SUPPLIED TEXT —
=======

Question

How do you find the axis of symmetry, graph and find the maximum or minimum value of the function `f(x)=-3x^2+x-5`?

Answer 1

Axis of symmetry is at `x=1/6`, the maximum value at `-59/12` and minimum value at `-oo`.

Explanation:

The axis of symmetry is basically the `x`-coordinate of the vertex. The `x`- coordinate of a parabola is given by:

`-b/(2a)`, and here:

`a=-3` and `b=1`. Inputting:

`A_s=-b/(2a)`

`A_s=-1/(2*-3)`

`A_s=-1/-6`

`A_s=1/6`

Since the leading coefficient of the equation is negative, the graph opens downward. Therefore, the maximum value is the `y` coordinate of the vertex. We have:

`y=-3x^2+x-5`, and the vertex has `x=1/6`, so:

`y=-3(1/6)^2+1/6-5`

`y=-3(1/36)+1/6-5`

`y=-1/12+1/6-5`

`y=-59/12`

The minimum value is so `-oo`, as the parabola keeps going down.

=======

TASK GOAL — In the forum answer about the quadratic function, at what x-value is the axis of symmetry?

=======

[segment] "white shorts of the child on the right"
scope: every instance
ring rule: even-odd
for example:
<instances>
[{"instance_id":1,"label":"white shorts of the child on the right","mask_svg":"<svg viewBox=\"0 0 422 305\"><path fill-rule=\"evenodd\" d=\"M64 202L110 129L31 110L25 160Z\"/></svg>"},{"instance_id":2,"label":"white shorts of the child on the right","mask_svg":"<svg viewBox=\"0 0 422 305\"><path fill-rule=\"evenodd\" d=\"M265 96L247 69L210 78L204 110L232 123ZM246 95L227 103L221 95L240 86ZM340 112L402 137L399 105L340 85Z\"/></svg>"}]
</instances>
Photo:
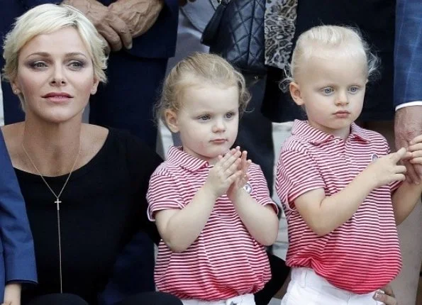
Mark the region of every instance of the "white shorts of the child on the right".
<instances>
[{"instance_id":1,"label":"white shorts of the child on the right","mask_svg":"<svg viewBox=\"0 0 422 305\"><path fill-rule=\"evenodd\" d=\"M382 305L372 299L375 292L354 294L334 287L309 268L292 268L291 282L282 305Z\"/></svg>"}]
</instances>

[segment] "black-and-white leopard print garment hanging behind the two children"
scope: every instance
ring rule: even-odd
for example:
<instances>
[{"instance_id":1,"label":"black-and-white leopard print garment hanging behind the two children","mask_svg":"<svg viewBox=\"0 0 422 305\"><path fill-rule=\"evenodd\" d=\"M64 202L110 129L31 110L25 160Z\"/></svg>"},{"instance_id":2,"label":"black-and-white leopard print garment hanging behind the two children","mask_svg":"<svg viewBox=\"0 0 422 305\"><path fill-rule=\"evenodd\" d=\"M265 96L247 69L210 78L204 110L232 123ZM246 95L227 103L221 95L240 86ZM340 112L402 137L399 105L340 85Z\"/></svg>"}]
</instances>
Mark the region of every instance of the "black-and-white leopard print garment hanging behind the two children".
<instances>
[{"instance_id":1,"label":"black-and-white leopard print garment hanging behind the two children","mask_svg":"<svg viewBox=\"0 0 422 305\"><path fill-rule=\"evenodd\" d=\"M298 0L267 0L265 4L265 65L284 69L296 28Z\"/></svg>"}]
</instances>

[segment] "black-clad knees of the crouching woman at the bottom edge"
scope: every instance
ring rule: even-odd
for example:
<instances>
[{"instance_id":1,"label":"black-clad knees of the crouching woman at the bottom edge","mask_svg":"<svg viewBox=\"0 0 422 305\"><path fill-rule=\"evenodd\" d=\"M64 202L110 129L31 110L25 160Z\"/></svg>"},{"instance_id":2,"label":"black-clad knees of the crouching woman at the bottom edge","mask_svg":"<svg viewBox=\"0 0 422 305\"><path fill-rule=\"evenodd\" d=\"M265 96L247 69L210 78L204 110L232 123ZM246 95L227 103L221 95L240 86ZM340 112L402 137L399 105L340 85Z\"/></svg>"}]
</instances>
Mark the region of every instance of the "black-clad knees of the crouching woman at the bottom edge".
<instances>
[{"instance_id":1,"label":"black-clad knees of the crouching woman at the bottom edge","mask_svg":"<svg viewBox=\"0 0 422 305\"><path fill-rule=\"evenodd\" d=\"M115 305L182 305L182 301L163 292L143 292L128 297ZM75 294L46 294L38 296L27 305L89 305Z\"/></svg>"}]
</instances>

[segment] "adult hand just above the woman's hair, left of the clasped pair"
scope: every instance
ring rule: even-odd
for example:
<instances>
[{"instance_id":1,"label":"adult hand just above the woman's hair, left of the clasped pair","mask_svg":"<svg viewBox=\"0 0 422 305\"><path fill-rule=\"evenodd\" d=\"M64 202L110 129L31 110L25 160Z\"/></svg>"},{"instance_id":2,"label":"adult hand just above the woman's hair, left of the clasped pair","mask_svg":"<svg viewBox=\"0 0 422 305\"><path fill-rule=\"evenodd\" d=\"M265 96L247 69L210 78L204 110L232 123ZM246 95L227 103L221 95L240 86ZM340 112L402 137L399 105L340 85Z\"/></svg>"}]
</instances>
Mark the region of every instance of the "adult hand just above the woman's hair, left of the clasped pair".
<instances>
[{"instance_id":1,"label":"adult hand just above the woman's hair, left of the clasped pair","mask_svg":"<svg viewBox=\"0 0 422 305\"><path fill-rule=\"evenodd\" d=\"M96 30L105 38L111 50L132 48L132 35L125 21L109 11L107 6L96 0L64 0L63 4L74 6L94 23Z\"/></svg>"}]
</instances>

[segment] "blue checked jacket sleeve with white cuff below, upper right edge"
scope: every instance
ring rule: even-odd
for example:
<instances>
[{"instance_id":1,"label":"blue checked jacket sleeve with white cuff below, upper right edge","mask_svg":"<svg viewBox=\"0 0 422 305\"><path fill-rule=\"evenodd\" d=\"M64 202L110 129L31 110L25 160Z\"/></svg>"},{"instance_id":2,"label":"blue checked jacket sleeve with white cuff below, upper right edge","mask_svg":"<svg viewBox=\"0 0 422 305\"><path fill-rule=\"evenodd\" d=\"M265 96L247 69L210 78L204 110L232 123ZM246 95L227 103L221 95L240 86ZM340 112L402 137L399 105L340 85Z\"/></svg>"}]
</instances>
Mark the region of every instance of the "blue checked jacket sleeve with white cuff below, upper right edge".
<instances>
[{"instance_id":1,"label":"blue checked jacket sleeve with white cuff below, upper right edge","mask_svg":"<svg viewBox=\"0 0 422 305\"><path fill-rule=\"evenodd\" d=\"M396 1L394 106L422 101L422 1Z\"/></svg>"}]
</instances>

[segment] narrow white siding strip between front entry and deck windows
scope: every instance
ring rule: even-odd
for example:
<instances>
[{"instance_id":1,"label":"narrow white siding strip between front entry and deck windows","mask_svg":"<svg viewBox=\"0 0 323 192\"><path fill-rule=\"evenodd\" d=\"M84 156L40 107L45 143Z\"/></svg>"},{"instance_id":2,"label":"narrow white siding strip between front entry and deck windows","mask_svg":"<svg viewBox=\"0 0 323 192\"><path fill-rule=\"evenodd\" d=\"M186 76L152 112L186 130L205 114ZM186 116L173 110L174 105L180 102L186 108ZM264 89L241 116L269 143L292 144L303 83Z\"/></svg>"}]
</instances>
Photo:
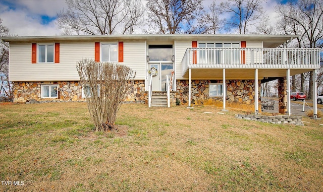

=======

SOLUTION TO THIS EXERCISE — x = 1/6